Rodeada de mil broqueles y escudos

Rodeada de mil broqueles y escudos

P. Gustavo Pascual, IVE.

La Sagrada Escritura, en el Cantar de los Cantares, nos trae un mensaje que se acomoda perfectamente a este título mariano: “Tu cuello, la torre de David, erigida para trofeos: mil escudos penden de ella, todos paveses de valientes”[1]. En verdad María está adornada de mil escudos. Escudos que son sus títulos que la elevan sobremanera respecto de toda la creación. Títulos que la hacen predilecta Hija de Sión, la elegida por Dios para su obra redentora.

Adorna esta preciosa torre el título sempiterno de su predestinación.

Desde toda la eternidad, Dios escogió, para ser la Madre de su Hijo, a una hija de Israel, una joven judía de Nazaret, en Galilea, a una Virgen desposada con un hombre llamado José, de la casa de David; el nombre de la Virgen era María (Lc 1, 26-27).

El Padre de las misericordias quiso que el consentimiento de la que estaba predestinada a ser la Madre precediera a la Encarnación para que, así como una mujer contribuyó a la muerte, así también otra mujer contribuyera a la vida (LG 56; cf. 61)[2].
- - - - - - -
> Lo que se pide
**A.** Reproduce el pasaje del texto sobre María que comienza con "Adorna esta preciosa" y sigue hasta "(Lc 1, 26-27).".
**B.** Contesta con base en el texto sobre María:
(i) ¿Qué libro de la Sagrada Escritura se cita al comienzo?
(ii) ¿Con quién estaba desposada la Virgen?
(iii) ¿Qué quiso el Padre de las misericordias que precediera a la Encarnación?
Las entradas no hacen falta para resolver nada aquí.

> Filas del conjunto de datos
- - - - - - -
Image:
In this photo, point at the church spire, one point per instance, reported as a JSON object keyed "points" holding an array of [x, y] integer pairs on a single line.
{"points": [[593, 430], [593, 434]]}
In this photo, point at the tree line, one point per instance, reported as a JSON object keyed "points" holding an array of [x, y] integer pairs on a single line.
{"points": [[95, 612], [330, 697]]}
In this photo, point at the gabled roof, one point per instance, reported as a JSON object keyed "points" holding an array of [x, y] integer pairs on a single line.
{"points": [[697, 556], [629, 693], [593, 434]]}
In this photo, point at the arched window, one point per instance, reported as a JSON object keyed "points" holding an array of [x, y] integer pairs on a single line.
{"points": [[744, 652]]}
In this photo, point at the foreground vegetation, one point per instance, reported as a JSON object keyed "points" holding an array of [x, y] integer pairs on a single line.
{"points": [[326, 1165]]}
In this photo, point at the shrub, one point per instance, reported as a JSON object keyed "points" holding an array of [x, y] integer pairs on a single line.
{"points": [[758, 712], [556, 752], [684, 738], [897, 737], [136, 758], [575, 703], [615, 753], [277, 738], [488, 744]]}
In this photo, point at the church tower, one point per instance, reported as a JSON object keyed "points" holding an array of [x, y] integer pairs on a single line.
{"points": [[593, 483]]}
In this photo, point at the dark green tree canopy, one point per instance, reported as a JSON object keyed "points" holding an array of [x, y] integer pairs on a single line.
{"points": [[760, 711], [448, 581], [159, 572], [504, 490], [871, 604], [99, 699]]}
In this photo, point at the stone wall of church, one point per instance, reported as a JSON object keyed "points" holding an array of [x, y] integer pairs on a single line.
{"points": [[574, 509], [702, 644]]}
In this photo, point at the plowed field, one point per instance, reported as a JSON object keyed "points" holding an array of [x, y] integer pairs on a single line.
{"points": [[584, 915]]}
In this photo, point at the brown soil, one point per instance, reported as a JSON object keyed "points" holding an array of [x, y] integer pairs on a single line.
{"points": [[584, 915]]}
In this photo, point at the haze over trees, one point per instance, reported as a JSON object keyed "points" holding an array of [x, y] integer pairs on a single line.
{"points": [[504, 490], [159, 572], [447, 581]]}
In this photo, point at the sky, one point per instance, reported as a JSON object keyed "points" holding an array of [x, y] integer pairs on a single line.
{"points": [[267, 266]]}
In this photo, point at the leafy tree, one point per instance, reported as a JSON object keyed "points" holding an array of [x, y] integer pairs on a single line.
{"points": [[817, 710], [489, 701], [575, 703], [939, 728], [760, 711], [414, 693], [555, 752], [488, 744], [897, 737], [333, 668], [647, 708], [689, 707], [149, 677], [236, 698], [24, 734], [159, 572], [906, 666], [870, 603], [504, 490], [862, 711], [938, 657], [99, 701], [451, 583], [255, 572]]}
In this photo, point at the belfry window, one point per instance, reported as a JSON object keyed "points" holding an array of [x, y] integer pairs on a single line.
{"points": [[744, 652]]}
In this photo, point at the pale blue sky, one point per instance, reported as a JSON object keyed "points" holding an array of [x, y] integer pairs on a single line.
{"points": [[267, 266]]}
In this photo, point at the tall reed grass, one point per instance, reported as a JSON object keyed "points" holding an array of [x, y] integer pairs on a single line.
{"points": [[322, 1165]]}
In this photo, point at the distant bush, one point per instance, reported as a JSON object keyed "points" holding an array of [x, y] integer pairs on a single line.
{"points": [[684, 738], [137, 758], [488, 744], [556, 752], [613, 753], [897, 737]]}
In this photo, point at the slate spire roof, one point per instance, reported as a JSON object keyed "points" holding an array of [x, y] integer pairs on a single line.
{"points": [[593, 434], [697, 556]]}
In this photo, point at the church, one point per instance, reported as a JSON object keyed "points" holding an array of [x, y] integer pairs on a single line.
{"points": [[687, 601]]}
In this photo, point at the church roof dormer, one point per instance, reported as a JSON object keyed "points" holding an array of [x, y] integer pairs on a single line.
- - - - - - -
> Respuestas escritas
**A.**
Adorna esta preciosa torre el título sempiterno de su predestinación.

Desde toda la eternidad, Dios escogió, para ser la Madre de su Hijo, a una hija de Israel, una joven judía de Nazaret, en Galilea, a una Virgen desposada con un hombre llamado José, de la casa de David; el nombre de la Virgen era María (Lc 1, 26-27).

**B.**
(i) El Cantar de los Cantares.
(ii) Con un hombre llamado José, de la casa de David.
(iii) El consentimiento de la que estaba predestinada a ser la Madre.